* **Task objective**:
Pull out every line of the rows below that contains the string "billboard". The match is case-sensitive.

-- Start Entries shown --

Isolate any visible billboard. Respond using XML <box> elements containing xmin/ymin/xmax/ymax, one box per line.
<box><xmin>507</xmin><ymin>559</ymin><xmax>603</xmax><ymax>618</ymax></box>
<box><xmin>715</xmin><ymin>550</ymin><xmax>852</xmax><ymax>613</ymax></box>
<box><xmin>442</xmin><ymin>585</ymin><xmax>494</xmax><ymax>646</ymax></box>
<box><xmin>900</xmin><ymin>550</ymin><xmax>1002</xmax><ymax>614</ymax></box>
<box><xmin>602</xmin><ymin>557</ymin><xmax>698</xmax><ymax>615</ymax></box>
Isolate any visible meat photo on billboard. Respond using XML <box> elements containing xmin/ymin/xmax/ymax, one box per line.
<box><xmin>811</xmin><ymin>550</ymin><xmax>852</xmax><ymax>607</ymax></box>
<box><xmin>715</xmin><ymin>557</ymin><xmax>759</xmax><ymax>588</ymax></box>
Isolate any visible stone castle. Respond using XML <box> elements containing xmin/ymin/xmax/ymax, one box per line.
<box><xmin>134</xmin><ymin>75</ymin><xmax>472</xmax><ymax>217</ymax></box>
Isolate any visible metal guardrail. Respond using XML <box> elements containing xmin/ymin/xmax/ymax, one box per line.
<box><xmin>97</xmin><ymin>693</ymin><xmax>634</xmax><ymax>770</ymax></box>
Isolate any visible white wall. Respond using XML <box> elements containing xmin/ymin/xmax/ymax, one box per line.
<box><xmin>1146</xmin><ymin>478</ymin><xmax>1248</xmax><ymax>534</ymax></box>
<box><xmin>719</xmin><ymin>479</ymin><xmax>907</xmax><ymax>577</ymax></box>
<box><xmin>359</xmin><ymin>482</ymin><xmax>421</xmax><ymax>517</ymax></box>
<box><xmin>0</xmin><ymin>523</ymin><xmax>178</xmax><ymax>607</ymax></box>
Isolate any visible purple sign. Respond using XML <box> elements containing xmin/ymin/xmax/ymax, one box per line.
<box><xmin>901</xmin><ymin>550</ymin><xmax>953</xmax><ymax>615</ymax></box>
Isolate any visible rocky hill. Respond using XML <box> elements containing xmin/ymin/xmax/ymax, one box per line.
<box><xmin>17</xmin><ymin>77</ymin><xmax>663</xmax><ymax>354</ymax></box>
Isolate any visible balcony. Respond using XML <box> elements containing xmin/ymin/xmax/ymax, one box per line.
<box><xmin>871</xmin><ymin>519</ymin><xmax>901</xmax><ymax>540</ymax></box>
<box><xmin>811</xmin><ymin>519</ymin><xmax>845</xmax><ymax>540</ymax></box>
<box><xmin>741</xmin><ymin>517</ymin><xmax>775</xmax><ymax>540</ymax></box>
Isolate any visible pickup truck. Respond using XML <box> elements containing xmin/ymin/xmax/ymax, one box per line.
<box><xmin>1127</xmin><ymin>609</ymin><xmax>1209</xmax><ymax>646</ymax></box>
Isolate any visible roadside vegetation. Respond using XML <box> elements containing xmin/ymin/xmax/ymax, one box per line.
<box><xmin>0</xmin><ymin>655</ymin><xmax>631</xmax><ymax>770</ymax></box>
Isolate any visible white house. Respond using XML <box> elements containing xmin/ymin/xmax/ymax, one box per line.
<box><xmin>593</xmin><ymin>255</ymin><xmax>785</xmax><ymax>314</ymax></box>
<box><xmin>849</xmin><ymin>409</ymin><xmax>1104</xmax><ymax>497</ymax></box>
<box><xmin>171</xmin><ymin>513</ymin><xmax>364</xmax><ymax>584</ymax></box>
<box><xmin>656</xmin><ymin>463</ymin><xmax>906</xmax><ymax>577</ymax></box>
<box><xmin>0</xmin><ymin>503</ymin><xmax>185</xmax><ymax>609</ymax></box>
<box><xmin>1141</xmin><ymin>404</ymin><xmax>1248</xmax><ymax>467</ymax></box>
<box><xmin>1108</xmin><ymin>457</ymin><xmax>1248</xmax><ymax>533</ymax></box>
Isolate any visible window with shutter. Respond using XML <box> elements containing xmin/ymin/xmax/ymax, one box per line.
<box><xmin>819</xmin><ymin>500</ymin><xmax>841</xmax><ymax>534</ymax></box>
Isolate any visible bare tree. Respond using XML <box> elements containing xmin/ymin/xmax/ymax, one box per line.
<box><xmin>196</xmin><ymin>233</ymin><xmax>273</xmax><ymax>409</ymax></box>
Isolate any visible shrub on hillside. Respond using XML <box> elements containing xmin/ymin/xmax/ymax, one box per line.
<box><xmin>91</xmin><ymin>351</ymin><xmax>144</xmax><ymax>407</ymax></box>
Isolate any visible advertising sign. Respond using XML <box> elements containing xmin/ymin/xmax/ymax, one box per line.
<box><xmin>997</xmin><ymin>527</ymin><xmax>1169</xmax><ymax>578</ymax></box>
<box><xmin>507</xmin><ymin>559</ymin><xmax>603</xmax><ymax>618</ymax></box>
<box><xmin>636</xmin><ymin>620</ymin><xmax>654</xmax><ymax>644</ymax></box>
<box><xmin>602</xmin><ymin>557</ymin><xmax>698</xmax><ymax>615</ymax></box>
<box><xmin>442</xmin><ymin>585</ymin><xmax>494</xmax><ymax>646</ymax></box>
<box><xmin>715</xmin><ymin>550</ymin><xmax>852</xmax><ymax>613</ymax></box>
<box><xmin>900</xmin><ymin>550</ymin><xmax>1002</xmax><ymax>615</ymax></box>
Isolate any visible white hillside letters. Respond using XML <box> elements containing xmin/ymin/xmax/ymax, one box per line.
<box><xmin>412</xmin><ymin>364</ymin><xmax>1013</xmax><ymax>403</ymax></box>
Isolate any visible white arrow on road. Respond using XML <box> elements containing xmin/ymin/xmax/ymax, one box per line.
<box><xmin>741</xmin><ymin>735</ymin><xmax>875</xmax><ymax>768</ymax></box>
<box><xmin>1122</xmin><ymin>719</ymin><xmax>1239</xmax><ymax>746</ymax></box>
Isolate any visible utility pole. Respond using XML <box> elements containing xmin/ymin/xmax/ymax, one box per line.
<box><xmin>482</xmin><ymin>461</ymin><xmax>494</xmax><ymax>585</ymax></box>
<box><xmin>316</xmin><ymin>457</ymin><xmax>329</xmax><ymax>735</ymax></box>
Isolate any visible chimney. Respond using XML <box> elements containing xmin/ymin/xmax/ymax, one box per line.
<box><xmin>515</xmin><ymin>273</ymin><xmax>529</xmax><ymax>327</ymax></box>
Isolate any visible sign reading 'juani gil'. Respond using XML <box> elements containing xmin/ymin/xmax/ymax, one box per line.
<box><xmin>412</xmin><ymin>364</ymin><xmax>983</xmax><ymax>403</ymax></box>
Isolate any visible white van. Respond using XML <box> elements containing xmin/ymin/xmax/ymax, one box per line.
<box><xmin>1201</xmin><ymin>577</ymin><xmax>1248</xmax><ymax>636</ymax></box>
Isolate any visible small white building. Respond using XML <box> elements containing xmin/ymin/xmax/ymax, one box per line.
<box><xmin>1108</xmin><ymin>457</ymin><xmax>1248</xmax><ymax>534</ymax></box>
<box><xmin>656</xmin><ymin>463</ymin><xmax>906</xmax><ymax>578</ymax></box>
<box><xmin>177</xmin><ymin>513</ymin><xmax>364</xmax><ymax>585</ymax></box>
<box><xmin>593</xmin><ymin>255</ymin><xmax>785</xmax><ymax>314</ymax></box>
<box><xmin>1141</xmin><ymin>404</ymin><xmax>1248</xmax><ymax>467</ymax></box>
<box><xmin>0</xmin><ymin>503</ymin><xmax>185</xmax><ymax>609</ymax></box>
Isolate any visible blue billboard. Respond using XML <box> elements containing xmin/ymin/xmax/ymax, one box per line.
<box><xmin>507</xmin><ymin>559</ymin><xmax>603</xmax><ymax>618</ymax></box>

-- End Entries shown --

* **Solution to the problem**:
Isolate any visible billboard. Respond using XML <box> elements containing xmin/ymin/xmax/ymax, one box per line.
Isolate any visible meat photo on billboard. Respond using XML <box> elements containing xmin/ymin/xmax/ymax, one box per line.
Isolate any visible blue billboard. Respond using XML <box> elements containing xmin/ymin/xmax/ymax, one box per line.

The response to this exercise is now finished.